● Exercise: Write out, without any change, the lines in the material below that run from the line with "column 597, row 770" through the line with "Target: yellow petal", both included.

● Data supplied:

*** Block opens ***

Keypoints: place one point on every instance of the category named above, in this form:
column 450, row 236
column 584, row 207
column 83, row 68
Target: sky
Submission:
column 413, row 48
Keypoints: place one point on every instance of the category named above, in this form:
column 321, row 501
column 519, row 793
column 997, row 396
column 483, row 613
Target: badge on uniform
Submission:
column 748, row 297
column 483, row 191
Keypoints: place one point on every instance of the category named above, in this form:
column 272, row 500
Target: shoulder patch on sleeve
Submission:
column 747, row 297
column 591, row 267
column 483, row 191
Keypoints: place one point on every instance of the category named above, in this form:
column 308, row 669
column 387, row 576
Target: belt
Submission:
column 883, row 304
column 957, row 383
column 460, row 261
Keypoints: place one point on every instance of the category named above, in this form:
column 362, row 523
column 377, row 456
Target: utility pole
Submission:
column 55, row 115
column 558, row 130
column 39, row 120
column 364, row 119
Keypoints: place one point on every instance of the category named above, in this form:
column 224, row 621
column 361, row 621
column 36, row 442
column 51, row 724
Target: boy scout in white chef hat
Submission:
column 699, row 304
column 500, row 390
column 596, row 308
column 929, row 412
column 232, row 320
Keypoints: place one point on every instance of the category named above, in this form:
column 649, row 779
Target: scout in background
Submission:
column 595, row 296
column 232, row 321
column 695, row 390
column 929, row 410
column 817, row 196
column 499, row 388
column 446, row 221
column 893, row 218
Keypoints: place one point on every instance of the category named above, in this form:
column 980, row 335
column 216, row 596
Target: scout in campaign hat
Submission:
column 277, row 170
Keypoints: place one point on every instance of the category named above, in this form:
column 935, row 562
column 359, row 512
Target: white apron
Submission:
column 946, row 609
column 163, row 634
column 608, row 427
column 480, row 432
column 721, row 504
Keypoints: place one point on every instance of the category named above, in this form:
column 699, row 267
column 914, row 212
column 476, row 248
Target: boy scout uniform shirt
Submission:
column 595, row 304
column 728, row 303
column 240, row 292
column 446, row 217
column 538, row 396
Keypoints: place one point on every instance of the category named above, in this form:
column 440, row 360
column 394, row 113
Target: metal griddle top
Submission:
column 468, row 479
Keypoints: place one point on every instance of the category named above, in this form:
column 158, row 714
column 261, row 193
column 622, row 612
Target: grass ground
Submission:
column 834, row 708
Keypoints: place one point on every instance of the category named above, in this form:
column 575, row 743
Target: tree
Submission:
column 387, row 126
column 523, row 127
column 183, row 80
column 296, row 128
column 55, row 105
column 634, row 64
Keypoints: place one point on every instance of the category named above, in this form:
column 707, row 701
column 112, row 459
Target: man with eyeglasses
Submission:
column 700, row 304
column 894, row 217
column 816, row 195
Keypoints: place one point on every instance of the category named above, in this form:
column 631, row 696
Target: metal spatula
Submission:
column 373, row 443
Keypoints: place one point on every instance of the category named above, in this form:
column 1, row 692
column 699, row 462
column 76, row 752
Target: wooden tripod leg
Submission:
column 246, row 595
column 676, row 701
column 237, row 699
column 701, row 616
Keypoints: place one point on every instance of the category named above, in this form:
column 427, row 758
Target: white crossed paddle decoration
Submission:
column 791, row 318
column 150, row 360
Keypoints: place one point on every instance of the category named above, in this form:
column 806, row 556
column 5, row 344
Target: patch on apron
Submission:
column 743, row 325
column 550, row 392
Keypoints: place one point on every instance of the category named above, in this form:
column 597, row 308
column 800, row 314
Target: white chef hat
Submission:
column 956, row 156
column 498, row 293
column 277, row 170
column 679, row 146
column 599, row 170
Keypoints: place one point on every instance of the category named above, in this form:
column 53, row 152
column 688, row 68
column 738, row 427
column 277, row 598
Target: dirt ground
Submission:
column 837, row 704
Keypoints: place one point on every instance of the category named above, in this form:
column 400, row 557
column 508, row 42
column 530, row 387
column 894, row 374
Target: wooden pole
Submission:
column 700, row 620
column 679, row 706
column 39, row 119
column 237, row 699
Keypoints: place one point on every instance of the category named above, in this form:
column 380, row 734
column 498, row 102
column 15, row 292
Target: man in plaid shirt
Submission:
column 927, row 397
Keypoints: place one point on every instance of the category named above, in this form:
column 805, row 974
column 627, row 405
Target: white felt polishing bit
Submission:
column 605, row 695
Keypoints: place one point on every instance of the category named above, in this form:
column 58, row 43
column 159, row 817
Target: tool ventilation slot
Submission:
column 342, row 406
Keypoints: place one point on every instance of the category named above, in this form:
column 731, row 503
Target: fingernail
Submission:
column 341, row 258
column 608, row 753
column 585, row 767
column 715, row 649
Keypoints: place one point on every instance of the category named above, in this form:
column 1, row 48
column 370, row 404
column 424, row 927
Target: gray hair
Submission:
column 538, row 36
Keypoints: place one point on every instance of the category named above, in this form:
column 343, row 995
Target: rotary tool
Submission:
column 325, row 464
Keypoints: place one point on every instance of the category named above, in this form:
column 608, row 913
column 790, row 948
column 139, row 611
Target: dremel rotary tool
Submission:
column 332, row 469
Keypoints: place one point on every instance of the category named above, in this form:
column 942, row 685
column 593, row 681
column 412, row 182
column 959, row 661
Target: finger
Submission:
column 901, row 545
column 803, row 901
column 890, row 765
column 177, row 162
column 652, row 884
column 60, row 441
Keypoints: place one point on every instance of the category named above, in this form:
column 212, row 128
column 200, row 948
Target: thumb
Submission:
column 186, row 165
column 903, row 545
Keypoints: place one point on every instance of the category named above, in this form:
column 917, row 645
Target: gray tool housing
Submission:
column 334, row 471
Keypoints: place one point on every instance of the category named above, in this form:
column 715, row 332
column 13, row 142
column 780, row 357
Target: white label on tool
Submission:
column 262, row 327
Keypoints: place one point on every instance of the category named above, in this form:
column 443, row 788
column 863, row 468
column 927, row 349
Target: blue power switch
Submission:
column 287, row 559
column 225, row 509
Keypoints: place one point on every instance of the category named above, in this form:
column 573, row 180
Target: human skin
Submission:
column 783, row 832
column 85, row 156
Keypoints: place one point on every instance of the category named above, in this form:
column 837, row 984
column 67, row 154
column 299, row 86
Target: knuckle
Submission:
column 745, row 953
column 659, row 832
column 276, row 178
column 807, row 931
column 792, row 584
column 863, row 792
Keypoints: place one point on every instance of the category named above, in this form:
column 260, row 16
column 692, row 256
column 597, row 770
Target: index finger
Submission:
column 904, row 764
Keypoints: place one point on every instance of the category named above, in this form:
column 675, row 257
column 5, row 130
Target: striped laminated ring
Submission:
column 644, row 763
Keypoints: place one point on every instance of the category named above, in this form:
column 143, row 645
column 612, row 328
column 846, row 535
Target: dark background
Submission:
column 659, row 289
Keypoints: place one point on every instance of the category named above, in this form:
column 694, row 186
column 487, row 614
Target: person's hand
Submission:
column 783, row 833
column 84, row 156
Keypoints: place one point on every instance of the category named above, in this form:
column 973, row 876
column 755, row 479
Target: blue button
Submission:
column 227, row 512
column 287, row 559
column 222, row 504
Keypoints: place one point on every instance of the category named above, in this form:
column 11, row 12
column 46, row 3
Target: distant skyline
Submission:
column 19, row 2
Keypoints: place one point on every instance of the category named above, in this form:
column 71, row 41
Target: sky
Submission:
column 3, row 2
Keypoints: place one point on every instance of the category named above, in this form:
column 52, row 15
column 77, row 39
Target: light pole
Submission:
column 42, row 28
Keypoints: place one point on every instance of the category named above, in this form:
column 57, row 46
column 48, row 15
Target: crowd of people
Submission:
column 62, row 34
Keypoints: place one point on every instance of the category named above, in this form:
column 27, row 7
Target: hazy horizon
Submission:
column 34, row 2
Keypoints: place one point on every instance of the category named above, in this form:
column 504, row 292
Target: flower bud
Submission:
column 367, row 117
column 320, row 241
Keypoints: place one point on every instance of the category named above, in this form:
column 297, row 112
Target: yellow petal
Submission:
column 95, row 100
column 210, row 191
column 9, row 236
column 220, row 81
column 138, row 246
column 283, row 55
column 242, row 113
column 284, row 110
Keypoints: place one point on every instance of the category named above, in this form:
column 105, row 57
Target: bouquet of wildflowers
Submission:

*** Block closes ***

● Finished exercise:
column 597, row 770
Target: index finger
Submission:
column 904, row 764
Keypoints: place one point on every instance of the category named above, in this form:
column 675, row 257
column 5, row 130
Target: striped laminated ring
Submission:
column 644, row 763
Keypoints: place one point on every instance of the category named above, in this form:
column 143, row 645
column 612, row 328
column 846, row 535
Target: dark background
Submission:
column 659, row 289
Keypoints: place one point on every instance of the category named above, in this form:
column 694, row 186
column 487, row 614
Target: person's hand
Submission:
column 783, row 833
column 84, row 156
Keypoints: place one point on every instance of the category named above, in this form:
column 973, row 876
column 755, row 479
Target: blue button
Submission:
column 227, row 512
column 287, row 559
column 222, row 504
Keypoints: place one point on every instance of the category named above, in this form:
column 11, row 12
column 46, row 3
Target: distant skyline
Submission:
column 19, row 2
Keypoints: place one point on every instance of the category named above, in this form:
column 71, row 41
Target: sky
Submission:
column 3, row 2
Keypoints: place one point on every instance of the category named above, in this form:
column 52, row 15
column 77, row 39
Target: light pole
Submission:
column 42, row 28
Keypoints: place one point on every instance of the category named above, in this form:
column 57, row 46
column 48, row 15
Target: crowd of people
Submission:
column 62, row 34
Keypoints: place one point on every instance of the category named above, in this form:
column 27, row 7
Target: hazy horizon
Submission:
column 34, row 2
Keypoints: place one point on every instance of the category named above, in this form:
column 504, row 292
Target: flower bud
Submission:
column 367, row 117
column 320, row 241
Keypoints: place one point on every instance of the category named above, in this form:
column 297, row 112
Target: yellow petal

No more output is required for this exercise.